• GIVEN DATA

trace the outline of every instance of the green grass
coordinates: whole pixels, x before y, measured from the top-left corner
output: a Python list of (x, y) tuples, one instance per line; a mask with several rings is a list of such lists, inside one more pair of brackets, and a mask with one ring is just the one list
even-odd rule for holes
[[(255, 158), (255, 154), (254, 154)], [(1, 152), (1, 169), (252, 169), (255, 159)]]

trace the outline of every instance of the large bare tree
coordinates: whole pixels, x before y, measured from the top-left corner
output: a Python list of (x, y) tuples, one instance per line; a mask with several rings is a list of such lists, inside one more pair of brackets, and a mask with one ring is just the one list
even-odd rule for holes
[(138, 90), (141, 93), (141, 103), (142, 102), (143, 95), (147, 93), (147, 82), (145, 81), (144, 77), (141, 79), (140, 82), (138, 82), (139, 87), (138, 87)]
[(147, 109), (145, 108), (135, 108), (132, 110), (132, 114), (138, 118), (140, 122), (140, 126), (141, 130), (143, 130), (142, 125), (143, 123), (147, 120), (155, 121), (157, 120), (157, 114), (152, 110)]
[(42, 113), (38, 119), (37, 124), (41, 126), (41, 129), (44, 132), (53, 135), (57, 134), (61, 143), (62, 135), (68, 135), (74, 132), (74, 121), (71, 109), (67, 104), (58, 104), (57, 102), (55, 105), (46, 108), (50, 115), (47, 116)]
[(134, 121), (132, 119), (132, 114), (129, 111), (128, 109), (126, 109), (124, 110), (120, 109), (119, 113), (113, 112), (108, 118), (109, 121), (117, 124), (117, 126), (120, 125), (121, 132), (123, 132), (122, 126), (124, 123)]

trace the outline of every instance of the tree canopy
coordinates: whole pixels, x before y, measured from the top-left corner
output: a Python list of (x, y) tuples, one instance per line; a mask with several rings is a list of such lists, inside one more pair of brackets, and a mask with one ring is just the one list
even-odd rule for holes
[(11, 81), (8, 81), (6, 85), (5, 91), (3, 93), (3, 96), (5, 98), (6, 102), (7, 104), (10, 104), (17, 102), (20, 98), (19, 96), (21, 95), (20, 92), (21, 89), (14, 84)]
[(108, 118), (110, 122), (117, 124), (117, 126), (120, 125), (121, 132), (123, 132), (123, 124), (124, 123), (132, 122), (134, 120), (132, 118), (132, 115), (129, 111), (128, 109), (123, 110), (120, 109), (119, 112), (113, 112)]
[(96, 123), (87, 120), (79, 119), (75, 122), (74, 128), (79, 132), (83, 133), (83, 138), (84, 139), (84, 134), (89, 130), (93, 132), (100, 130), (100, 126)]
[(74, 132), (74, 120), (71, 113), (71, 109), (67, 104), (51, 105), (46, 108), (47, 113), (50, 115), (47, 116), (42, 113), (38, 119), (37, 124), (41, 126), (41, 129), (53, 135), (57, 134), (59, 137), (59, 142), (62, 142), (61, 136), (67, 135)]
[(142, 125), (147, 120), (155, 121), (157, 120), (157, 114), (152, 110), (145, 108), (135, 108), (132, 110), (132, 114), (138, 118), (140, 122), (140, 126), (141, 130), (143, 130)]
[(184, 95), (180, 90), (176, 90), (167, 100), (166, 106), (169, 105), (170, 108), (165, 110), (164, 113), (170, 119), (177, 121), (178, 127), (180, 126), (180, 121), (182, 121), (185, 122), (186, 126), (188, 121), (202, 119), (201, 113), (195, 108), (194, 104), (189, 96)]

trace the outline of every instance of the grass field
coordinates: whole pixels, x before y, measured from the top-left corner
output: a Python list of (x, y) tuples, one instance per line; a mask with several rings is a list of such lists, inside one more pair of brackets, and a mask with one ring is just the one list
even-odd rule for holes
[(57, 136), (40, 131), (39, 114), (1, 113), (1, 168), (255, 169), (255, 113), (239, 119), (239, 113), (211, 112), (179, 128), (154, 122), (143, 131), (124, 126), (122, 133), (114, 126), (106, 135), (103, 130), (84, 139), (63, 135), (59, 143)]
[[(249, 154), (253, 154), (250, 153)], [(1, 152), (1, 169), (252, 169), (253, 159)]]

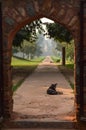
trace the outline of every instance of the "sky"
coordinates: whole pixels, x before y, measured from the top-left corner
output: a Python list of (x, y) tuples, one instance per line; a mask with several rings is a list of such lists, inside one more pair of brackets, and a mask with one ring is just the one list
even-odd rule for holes
[(44, 22), (49, 22), (49, 23), (53, 23), (54, 21), (52, 21), (52, 20), (50, 20), (50, 19), (47, 19), (47, 18), (42, 18), (41, 19), (42, 20), (42, 22), (44, 23)]

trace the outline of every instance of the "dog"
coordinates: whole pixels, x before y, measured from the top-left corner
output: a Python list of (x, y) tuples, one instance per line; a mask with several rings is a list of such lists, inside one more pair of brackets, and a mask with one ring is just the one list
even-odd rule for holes
[(47, 89), (47, 94), (49, 94), (49, 95), (57, 95), (58, 92), (56, 91), (56, 86), (57, 86), (57, 83), (56, 84), (51, 84), (51, 86)]

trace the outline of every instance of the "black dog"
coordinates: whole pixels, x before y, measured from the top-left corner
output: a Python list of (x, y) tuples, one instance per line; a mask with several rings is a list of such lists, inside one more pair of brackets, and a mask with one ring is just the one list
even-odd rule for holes
[(47, 89), (47, 94), (50, 94), (50, 95), (57, 95), (57, 91), (56, 91), (56, 84), (51, 84), (51, 86)]

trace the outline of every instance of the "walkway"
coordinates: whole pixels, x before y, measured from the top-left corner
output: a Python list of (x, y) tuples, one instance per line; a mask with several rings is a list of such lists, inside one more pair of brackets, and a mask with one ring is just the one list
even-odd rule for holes
[[(58, 83), (57, 91), (63, 92), (63, 95), (46, 93), (52, 83)], [(13, 98), (16, 119), (74, 120), (73, 90), (50, 57), (47, 57), (35, 72), (27, 77)]]

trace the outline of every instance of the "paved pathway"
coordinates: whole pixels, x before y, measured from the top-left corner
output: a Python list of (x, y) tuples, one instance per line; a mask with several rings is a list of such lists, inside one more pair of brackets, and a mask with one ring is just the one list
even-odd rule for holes
[[(58, 83), (63, 95), (48, 95), (47, 88)], [(50, 57), (47, 57), (14, 93), (17, 119), (74, 120), (74, 94), (69, 83)]]

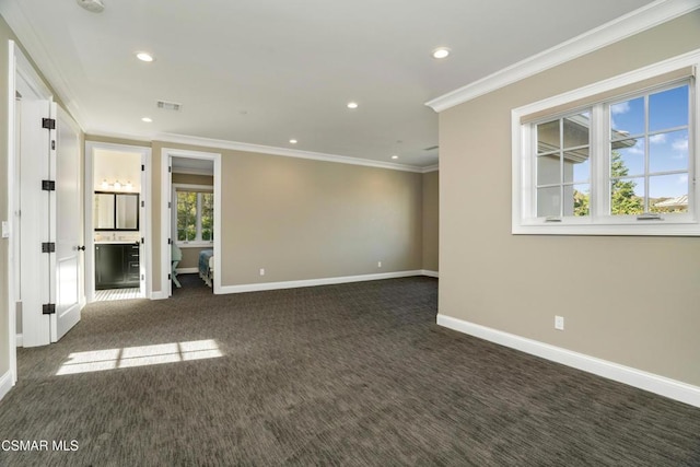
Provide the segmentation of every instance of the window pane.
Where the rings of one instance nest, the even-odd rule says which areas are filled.
[[[651,212],[688,212],[688,174],[649,177]]]
[[[547,121],[537,126],[537,153],[559,149],[559,120]]]
[[[564,148],[588,145],[591,114],[587,112],[564,118]]]
[[[540,155],[537,157],[537,185],[553,185],[559,183],[561,183],[559,154]]]
[[[537,217],[561,215],[560,187],[537,188]]]
[[[610,152],[610,177],[617,178],[643,174],[644,138],[614,143]]]
[[[644,178],[620,178],[610,182],[610,214],[644,212]]]
[[[649,171],[688,170],[688,130],[649,137]]]
[[[564,183],[588,182],[590,177],[588,148],[564,152]]]
[[[212,192],[201,194],[201,240],[212,241],[214,238],[214,195]]]
[[[177,240],[190,242],[197,236],[197,194],[177,191]]]
[[[564,186],[564,215],[590,215],[591,185]]]
[[[649,131],[688,125],[688,86],[649,96]]]
[[[610,139],[644,132],[644,97],[620,102],[610,106]]]

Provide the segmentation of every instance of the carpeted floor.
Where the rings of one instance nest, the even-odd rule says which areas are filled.
[[[700,466],[700,409],[441,328],[435,279],[180,278],[19,351],[0,441],[49,450],[0,465]]]

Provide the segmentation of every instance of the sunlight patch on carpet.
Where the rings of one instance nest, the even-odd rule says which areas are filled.
[[[223,357],[213,339],[74,352],[56,376]]]

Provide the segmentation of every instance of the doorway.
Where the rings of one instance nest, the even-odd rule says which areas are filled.
[[[79,320],[82,288],[80,127],[19,47],[9,44],[8,354],[57,342]],[[5,392],[0,387],[0,393]],[[1,396],[2,394],[0,394]]]
[[[151,296],[150,148],[85,142],[88,302]]]
[[[221,154],[162,150],[163,297],[180,273],[199,275],[213,293],[221,281]]]

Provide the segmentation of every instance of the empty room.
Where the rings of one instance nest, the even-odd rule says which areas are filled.
[[[700,0],[0,43],[0,465],[700,465]]]

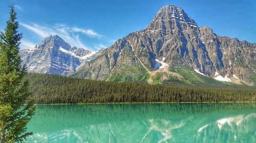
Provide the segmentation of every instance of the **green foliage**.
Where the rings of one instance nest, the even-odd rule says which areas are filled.
[[[29,96],[28,82],[23,78],[26,66],[22,66],[18,54],[22,34],[13,5],[5,33],[0,34],[0,128],[1,142],[21,142],[32,134],[26,125],[34,114],[32,102],[23,104]]]
[[[172,82],[173,81],[173,80],[175,80],[175,81],[174,81],[176,82],[203,86],[205,86],[206,84],[211,84],[215,86],[223,84],[232,84],[232,83],[227,83],[227,82],[220,82],[209,77],[201,75],[191,69],[171,68],[170,71],[172,72],[178,73],[182,76],[183,78],[180,80],[180,82],[177,81],[177,79],[170,79],[168,81],[168,82]],[[165,83],[166,82],[165,82]]]
[[[116,82],[30,73],[32,93],[29,100],[38,104],[256,101],[253,87],[202,88],[187,84],[151,85]]]
[[[145,69],[136,63],[133,67],[122,66],[117,73],[109,79],[111,81],[128,81],[146,83],[150,75]]]

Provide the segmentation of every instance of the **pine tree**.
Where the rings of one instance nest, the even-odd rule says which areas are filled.
[[[30,95],[28,82],[23,79],[26,67],[22,66],[18,55],[22,34],[18,33],[18,23],[14,5],[10,7],[10,19],[5,32],[0,34],[0,140],[4,142],[22,142],[32,134],[27,132],[27,124],[34,115],[32,102],[24,105]]]

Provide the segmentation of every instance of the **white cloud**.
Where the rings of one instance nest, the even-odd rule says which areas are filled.
[[[92,30],[70,27],[65,24],[56,24],[50,28],[37,24],[27,24],[21,22],[19,23],[42,38],[49,35],[58,35],[72,46],[86,49],[88,49],[88,48],[81,42],[79,34],[82,34],[90,37],[98,38],[102,37],[100,34],[94,32]]]
[[[95,48],[96,48],[97,49],[101,49],[102,48],[105,49],[106,48],[108,48],[108,47],[106,45],[103,44],[102,43],[100,43],[99,44],[98,44],[98,45],[96,45],[96,46],[95,46]]]
[[[23,38],[20,40],[20,46],[21,49],[33,48],[35,46],[35,43],[24,38]]]
[[[19,5],[15,5],[14,7],[15,8],[17,8],[17,9],[20,10],[22,10],[22,11],[24,10],[24,9],[22,8],[22,7],[19,6]]]

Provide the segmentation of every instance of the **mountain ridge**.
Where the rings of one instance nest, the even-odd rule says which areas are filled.
[[[118,40],[63,75],[148,83],[160,76],[157,83],[162,83],[182,80],[184,76],[172,69],[185,67],[218,80],[254,84],[255,53],[256,44],[218,36],[207,26],[198,27],[182,9],[169,5],[161,8],[145,30]]]

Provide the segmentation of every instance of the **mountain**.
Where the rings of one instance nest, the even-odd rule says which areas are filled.
[[[173,5],[161,8],[145,30],[119,39],[91,60],[81,61],[78,54],[83,53],[83,49],[75,52],[62,40],[55,41],[63,44],[59,45],[48,38],[34,49],[21,51],[29,71],[153,84],[220,83],[215,78],[256,84],[255,43],[218,36],[207,26],[199,27],[182,9]],[[50,52],[51,45],[55,44],[55,52]],[[60,50],[60,46],[65,50]],[[62,59],[63,56],[67,58]],[[30,60],[32,56],[37,62]],[[61,68],[46,69],[50,64],[43,64],[44,60],[48,63],[58,58],[62,59],[57,61]]]
[[[28,71],[69,76],[81,64],[89,63],[96,52],[71,47],[57,35],[50,36],[34,48],[21,50],[23,64]]]

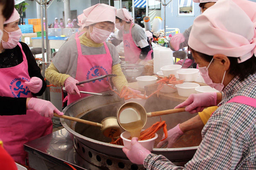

• WHAT TO PRODUCE
Copy the items from the start down to the line containing "169), (255, 159)]]", replacing "outline" with "border" and leaving everything else the same.

• THE ANSWER
trace the border of every instance of the green grass
coordinates: whole pixels, x before y, measured from the top-left corner
output: a Python list of (x, y) tuples, one instance per line; a mask with several rings is a list of such lists, inside one more pair of brackets, and a mask with one ring is just the one list
even-odd rule for holes
[[(255, 158), (255, 154), (254, 154)], [(1, 152), (1, 169), (252, 169), (255, 159)]]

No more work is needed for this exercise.